Situation
以下有三张表:
接着进行表关联:
df1 = pd.merge(f0221a,f0221b,how = 'inner',on = 'classid')
df2 = pd.merge(df1,f0221c,how = 'inner',on = 'stuid')
df3 = df2[['stuname','classname','course','score']]
df4 = df3.loc[df3['classname'] == '一班']
最后当我添加新列时出现SettingWithCopyWarning报错:
df4['rk'] = df4.groupby('course')['score'].rank()
#<ipython-input-33-6cf912642ce9>:1: SettingWithCopyWarning:
A value is trying to be set on a copy of a slice from a DataFrame.
Try using .loc[row_indexer,col_indexer] = value instead
See the caveats in the documentation: https://pandas.pydata.org/pandas-docs/stable/user_guide/indexing.html#returning-a-view-versus-a-copy
df4['rk'] = df4.groupby('course')['score'].rank()
但奇怪的是,结果rk列添加成功了。
Solution
当出现这个报警的时候,对df的修改有时候会成功,有时候会失败,原因是pandas的dataframe的修改写操作,不允许先筛选子dataframe,只允许在源dataframe上进行,一步到位
解决方法有以下两种:
(1)使用.loc方法将多步操作合并为一步,直接修改源dataframe
df3 = df2.loc[df3['classname'] == '一班',['stuname','classname','course','score']]
df3['rk'] = df3.groupby('course')['score'].rank(ascending = False)
(2)对上面的df4进行copy,获得一个新的df,在进行下一步操作
df5 = df4.copy()
df5['rk'] = df5.groupby('course')['score'].rank(ascending = False)
********************
练习题目:
请原样引用这篇关于 SettingWithCopyWarning 的文本中从“df2 = pd.merge(df1,f0221c,how”开始、到“但奇怪的是,结果rk列添加成功了。”为止(含该处)的部分。 以下记录与此无关。

数据记录:
********************
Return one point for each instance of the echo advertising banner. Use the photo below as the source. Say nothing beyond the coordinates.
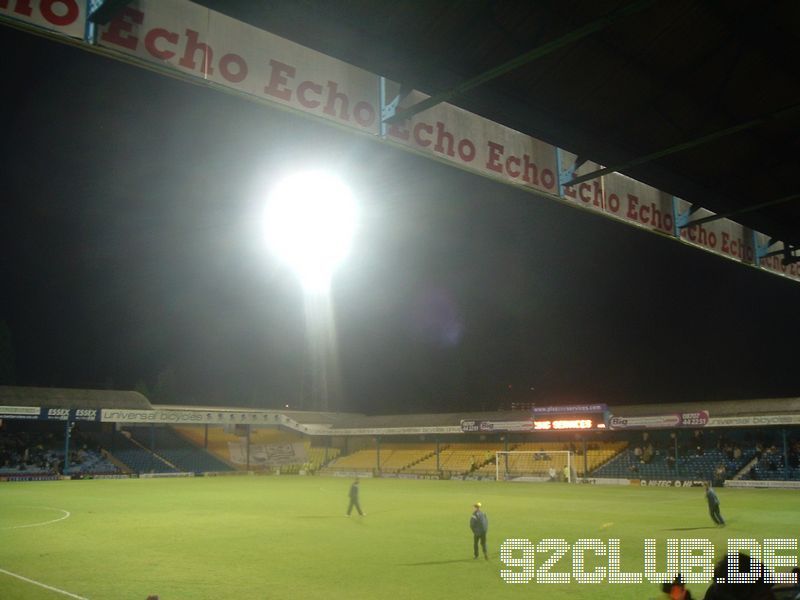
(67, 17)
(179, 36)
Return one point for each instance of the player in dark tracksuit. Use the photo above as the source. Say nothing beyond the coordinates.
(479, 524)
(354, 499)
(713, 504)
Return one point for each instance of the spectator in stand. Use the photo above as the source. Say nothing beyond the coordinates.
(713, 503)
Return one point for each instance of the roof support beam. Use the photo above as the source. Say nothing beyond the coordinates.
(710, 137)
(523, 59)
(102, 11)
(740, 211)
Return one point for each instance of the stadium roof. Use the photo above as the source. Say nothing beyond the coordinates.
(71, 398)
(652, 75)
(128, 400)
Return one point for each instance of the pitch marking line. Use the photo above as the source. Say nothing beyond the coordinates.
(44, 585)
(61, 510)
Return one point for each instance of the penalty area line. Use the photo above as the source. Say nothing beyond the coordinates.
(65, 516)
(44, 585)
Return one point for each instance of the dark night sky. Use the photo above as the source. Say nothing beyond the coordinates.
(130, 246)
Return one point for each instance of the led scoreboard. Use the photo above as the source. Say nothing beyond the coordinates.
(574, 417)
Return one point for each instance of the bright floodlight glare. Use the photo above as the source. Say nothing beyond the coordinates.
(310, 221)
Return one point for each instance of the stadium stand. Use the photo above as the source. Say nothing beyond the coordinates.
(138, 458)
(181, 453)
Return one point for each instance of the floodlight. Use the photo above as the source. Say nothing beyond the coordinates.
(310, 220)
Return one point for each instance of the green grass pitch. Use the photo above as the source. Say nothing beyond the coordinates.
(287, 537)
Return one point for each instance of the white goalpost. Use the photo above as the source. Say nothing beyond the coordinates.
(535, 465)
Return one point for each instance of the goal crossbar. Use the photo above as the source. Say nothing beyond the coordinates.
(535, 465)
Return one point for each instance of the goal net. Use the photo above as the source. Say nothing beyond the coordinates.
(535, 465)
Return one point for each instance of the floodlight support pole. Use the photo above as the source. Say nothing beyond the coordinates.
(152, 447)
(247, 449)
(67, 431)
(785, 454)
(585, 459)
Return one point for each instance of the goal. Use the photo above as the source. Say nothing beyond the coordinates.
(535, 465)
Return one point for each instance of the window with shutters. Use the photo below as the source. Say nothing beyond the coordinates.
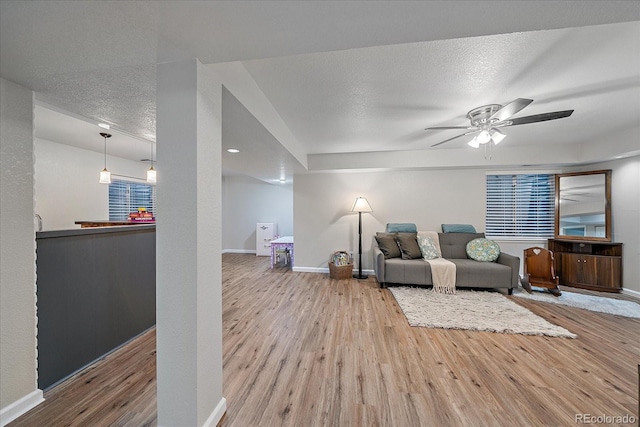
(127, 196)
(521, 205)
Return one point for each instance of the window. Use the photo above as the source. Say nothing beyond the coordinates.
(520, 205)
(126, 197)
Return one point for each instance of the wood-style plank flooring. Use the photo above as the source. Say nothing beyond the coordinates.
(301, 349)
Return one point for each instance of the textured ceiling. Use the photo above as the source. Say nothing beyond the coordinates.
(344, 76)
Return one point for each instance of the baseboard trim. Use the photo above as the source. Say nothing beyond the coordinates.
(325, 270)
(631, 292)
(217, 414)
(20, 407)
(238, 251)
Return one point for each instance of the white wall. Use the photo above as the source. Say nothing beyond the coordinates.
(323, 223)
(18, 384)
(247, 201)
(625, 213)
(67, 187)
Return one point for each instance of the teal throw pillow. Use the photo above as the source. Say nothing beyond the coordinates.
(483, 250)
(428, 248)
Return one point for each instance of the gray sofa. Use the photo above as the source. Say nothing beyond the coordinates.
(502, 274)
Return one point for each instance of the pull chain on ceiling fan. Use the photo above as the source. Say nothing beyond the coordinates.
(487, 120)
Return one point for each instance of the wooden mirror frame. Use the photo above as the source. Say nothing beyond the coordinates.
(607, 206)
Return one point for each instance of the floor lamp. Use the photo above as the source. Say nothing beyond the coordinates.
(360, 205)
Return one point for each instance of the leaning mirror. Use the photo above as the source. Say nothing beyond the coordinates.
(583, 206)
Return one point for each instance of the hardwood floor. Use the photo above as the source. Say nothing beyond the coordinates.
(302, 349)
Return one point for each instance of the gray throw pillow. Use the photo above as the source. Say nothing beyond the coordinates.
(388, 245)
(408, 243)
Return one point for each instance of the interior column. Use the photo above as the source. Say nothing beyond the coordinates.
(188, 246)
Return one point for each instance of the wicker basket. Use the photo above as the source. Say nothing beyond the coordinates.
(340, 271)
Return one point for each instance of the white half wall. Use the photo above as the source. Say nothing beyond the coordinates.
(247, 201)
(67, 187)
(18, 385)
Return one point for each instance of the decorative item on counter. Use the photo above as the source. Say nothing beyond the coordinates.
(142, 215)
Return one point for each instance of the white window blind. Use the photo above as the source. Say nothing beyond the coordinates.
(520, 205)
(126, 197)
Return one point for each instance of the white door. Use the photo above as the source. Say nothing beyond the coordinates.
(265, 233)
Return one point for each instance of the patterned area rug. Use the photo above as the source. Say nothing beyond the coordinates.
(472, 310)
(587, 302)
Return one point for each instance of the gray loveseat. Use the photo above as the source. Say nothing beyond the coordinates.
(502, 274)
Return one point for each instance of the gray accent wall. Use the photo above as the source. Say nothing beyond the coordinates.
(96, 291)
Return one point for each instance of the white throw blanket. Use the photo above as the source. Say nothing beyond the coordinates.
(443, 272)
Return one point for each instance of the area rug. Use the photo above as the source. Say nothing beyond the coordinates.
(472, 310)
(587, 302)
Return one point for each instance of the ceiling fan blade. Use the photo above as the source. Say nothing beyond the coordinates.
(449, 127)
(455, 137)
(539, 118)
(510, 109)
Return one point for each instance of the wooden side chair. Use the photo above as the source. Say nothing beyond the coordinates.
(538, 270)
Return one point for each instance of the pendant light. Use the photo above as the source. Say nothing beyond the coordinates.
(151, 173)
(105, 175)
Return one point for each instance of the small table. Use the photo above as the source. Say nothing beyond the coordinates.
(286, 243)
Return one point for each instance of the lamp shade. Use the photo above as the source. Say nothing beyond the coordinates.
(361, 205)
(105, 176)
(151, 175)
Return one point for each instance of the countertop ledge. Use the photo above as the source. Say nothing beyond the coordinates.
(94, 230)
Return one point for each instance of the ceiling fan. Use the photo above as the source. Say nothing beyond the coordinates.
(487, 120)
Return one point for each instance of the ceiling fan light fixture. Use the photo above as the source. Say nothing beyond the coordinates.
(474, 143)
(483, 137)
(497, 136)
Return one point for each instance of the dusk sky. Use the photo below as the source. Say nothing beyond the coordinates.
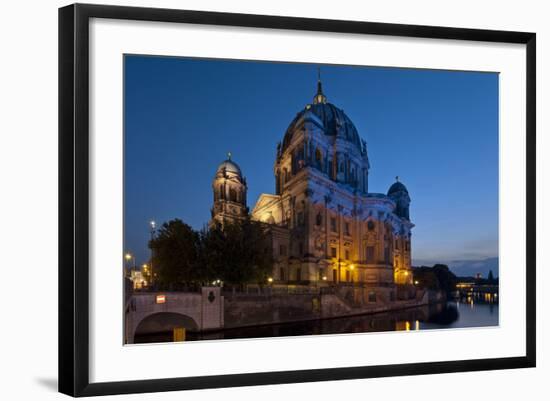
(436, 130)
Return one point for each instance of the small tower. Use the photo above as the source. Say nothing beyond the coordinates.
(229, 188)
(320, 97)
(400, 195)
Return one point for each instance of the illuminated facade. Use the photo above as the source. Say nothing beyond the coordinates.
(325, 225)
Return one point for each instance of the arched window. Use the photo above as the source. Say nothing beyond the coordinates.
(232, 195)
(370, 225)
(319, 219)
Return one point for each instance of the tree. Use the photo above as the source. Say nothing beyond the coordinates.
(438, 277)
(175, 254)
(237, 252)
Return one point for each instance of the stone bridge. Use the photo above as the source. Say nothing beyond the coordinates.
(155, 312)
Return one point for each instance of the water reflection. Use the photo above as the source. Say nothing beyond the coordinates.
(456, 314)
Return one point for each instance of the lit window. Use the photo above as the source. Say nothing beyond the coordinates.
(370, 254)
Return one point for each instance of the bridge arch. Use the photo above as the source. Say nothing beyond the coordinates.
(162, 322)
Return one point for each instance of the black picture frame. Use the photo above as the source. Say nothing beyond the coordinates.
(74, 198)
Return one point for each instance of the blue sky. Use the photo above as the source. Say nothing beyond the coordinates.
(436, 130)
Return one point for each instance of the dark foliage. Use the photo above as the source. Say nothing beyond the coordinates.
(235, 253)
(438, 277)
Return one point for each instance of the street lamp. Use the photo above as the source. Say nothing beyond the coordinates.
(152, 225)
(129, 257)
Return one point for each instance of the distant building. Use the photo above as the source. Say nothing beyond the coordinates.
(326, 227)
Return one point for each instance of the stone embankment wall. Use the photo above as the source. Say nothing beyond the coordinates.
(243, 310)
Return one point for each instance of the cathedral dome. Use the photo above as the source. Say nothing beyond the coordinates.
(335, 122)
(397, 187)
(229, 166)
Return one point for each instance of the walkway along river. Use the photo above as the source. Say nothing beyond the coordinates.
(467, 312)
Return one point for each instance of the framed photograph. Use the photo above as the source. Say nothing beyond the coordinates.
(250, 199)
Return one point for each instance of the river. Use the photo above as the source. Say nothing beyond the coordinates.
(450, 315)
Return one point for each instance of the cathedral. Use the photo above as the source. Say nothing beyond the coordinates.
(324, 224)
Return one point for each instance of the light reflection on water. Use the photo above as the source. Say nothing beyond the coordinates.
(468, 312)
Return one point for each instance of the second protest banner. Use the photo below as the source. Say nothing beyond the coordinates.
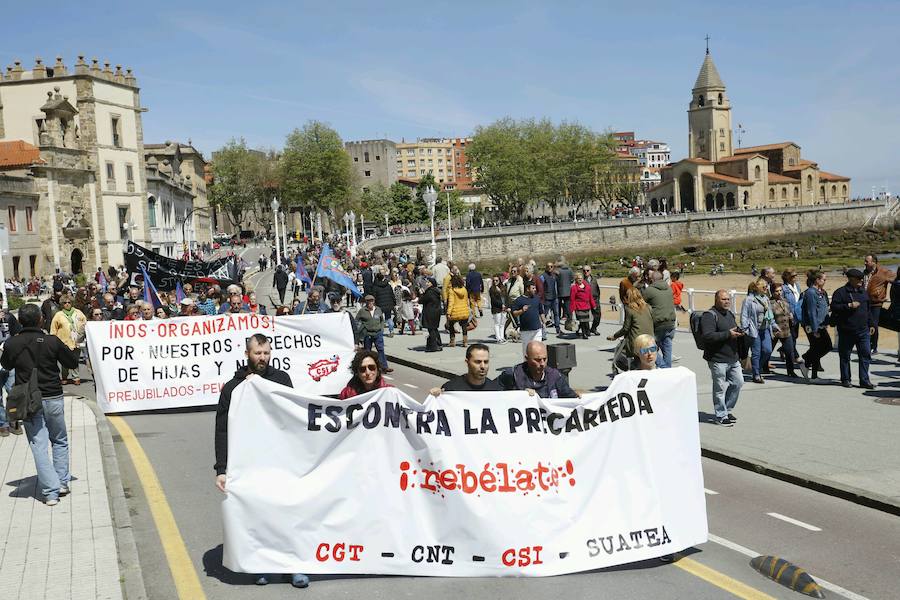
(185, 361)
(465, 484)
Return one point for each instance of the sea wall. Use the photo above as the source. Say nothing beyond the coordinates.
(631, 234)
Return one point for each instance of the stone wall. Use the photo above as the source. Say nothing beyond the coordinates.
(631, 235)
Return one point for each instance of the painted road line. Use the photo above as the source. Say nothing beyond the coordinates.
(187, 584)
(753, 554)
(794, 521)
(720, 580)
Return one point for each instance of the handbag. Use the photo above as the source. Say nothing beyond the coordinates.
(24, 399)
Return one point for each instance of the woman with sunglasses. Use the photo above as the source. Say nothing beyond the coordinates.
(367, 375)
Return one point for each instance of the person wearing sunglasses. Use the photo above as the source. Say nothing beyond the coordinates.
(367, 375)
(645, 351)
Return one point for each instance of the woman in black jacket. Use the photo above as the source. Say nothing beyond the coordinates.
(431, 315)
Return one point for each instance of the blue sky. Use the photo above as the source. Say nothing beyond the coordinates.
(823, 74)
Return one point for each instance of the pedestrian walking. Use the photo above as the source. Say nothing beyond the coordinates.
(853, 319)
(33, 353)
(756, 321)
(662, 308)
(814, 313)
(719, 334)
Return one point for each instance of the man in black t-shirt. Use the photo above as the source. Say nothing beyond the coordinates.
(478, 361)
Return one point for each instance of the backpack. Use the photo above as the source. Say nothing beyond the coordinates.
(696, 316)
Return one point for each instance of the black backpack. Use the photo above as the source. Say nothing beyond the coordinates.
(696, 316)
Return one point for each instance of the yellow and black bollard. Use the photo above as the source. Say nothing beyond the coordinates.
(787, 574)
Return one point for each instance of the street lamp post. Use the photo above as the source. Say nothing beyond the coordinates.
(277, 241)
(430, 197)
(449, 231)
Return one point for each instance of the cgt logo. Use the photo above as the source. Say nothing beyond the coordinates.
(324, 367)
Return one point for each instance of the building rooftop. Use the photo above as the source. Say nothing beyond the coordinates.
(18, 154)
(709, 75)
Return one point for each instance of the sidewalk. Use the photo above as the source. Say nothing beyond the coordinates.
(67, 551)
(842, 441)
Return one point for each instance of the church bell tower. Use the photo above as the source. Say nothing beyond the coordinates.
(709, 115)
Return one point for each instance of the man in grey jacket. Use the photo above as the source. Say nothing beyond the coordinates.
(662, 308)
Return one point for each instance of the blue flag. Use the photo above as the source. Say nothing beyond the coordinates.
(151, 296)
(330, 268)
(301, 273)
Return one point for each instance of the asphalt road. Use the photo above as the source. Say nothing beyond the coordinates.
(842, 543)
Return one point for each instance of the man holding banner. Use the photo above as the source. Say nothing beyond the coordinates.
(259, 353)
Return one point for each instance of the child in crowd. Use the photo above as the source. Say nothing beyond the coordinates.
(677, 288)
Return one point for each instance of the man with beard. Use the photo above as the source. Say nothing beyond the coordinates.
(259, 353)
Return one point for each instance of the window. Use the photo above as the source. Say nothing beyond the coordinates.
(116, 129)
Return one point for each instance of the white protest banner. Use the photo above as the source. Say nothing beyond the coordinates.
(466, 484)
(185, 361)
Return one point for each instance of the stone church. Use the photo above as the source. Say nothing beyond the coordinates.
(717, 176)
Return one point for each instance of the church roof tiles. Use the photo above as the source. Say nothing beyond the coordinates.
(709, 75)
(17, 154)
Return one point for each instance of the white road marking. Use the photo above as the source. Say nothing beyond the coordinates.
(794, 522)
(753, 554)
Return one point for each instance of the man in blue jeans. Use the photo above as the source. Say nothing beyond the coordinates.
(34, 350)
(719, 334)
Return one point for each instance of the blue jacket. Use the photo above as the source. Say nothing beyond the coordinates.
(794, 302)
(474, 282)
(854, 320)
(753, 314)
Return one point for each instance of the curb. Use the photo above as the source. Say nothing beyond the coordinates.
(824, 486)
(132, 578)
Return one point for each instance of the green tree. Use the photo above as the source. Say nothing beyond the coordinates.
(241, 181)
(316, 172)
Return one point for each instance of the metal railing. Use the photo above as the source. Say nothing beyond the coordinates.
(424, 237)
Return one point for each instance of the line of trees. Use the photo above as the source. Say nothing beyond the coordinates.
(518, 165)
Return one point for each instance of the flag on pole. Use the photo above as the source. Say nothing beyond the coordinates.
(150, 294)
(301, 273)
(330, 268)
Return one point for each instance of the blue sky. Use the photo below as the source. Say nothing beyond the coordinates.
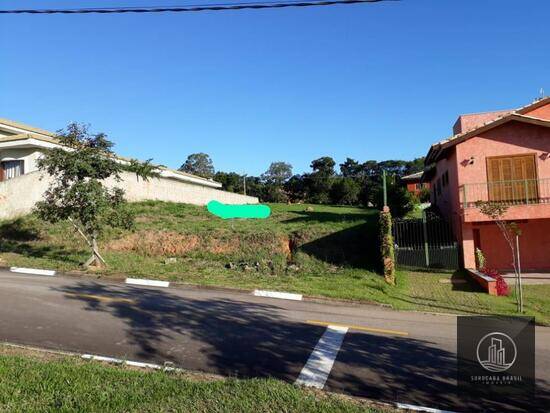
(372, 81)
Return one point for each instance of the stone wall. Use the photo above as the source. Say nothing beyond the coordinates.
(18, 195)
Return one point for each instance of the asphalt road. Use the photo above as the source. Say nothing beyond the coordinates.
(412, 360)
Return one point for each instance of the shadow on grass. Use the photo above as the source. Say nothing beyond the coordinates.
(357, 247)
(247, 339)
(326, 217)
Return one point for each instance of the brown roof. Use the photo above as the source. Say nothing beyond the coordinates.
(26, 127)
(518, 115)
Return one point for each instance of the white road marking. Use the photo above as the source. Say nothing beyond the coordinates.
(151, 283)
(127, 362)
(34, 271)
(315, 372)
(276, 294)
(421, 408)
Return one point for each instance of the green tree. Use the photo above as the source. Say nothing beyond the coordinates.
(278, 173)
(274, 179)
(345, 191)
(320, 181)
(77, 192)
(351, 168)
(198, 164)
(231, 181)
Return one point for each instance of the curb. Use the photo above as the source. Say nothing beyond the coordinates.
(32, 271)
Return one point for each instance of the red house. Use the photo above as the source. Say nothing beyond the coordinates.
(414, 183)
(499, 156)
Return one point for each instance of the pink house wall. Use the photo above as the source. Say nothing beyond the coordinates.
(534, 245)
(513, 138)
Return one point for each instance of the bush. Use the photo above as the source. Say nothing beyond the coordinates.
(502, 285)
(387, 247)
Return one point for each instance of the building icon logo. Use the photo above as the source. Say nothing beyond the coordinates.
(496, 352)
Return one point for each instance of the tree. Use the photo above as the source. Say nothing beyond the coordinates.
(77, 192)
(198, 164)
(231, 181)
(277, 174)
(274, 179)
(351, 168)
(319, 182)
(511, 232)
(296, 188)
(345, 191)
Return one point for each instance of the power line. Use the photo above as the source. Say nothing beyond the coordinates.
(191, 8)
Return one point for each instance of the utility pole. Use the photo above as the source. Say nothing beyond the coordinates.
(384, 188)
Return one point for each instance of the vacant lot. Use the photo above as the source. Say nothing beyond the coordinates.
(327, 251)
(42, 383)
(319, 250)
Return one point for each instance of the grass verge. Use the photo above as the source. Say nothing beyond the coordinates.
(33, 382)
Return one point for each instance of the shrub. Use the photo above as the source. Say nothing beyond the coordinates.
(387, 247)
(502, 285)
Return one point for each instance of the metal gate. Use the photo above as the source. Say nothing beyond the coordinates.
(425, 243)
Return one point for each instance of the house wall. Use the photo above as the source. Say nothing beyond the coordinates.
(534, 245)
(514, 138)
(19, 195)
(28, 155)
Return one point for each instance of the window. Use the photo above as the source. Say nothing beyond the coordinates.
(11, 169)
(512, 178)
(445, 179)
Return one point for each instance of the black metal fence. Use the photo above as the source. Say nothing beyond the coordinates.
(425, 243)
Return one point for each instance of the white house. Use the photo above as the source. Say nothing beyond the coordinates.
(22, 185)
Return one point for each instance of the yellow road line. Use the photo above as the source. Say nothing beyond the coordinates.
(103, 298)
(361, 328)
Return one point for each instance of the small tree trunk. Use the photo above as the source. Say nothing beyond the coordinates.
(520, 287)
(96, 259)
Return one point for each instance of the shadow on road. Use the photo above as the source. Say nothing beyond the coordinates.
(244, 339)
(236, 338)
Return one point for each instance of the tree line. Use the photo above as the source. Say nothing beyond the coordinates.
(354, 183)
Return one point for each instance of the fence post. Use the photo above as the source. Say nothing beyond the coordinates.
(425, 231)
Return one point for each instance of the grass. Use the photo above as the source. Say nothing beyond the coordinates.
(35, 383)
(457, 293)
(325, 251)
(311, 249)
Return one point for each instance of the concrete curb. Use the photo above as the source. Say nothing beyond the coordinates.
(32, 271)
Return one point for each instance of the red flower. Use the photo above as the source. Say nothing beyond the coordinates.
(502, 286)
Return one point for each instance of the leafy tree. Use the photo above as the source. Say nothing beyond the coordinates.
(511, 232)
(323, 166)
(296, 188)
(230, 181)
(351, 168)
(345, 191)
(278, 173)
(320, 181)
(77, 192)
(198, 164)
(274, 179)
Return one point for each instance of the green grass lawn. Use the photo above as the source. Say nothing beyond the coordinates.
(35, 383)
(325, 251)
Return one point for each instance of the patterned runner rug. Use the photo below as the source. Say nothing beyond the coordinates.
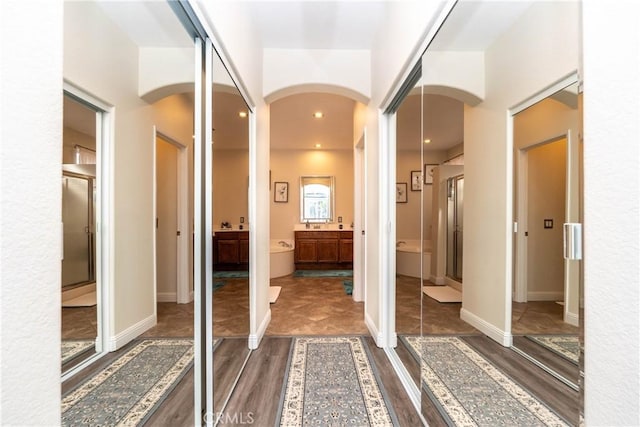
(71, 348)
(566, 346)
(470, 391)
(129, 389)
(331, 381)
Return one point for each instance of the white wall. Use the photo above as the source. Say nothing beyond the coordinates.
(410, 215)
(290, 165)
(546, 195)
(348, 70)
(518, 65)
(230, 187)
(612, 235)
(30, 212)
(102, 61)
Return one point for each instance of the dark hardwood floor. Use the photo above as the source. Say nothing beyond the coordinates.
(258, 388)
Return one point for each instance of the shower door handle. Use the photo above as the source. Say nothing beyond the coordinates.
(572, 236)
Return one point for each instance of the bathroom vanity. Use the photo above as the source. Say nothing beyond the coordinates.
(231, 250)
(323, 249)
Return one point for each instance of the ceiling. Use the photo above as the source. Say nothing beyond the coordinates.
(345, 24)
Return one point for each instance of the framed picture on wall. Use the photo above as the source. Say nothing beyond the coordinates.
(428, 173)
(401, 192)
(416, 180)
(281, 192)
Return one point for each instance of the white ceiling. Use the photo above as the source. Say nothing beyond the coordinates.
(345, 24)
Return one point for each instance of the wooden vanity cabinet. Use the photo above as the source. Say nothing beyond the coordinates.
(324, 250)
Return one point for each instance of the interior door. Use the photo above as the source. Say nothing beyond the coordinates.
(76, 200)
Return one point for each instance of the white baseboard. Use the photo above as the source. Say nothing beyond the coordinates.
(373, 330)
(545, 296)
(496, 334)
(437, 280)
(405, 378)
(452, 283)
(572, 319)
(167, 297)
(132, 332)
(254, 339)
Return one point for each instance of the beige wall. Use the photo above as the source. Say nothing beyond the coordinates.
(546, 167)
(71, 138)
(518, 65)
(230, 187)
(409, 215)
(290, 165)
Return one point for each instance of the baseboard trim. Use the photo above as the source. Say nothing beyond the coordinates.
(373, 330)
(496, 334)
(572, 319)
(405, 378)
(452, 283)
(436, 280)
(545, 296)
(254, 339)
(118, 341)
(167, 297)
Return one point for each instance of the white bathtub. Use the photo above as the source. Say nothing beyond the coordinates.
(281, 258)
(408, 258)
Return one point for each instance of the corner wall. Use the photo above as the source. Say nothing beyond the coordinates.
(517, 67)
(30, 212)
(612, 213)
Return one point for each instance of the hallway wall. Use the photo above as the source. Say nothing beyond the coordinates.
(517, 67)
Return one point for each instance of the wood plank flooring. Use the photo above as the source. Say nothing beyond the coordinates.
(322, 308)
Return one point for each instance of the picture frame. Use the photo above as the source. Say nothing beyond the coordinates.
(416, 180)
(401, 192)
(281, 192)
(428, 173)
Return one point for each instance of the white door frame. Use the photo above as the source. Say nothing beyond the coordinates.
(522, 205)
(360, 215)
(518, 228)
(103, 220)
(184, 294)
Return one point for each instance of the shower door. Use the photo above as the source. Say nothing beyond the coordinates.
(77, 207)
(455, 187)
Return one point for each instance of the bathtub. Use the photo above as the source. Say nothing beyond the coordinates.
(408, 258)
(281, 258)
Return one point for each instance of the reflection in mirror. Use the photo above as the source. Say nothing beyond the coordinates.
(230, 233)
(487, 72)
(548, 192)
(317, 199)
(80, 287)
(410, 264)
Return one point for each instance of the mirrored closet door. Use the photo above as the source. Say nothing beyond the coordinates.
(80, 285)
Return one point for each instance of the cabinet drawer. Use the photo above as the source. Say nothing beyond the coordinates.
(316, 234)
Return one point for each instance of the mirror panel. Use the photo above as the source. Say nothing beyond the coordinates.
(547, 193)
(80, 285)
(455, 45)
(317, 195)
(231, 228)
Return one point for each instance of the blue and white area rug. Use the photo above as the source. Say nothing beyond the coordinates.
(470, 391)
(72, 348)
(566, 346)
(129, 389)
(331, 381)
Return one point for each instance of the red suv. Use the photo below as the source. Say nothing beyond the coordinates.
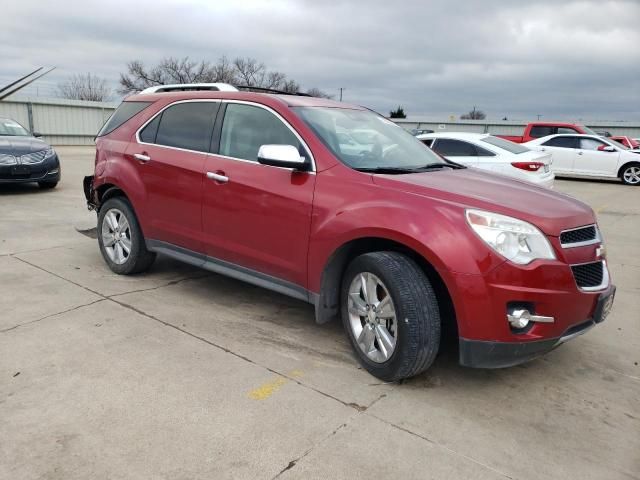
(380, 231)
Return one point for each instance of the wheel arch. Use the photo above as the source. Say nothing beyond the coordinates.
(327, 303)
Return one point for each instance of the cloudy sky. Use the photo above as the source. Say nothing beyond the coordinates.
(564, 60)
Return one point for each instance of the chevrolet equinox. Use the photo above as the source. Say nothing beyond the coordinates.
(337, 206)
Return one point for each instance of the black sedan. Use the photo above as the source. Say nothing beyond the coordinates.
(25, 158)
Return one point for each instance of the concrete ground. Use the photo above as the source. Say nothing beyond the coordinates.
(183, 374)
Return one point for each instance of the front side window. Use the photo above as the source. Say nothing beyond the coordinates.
********************
题目答案:
df2 = pd.merge(df1,f0221c,how = 'inner',on = 'stuid')
df3 = df2[['stuname','classname','course','score']]
df4 = df3.loc[df3['classname'] == '一班']
最后当我添加新列时出现SettingWithCopyWarning报错:
df4['rk'] = df4.groupby('course')['score'].rank()
#<ipython-input-33-6cf912642ce9>:1: SettingWithCopyWarning:
A value is trying to be set on a copy of a slice from a DataFrame.
Try using .loc[row_indexer,col_indexer] = value instead
See the caveats in the documentation: https://pandas.pydata.org/pandas-docs/stable/user_guide/indexing.html#returning-a-view-versus-a-copy
df4['rk'] = df4.groupby('course')['score'].rank()
但奇怪的是,结果rk列添加成功了。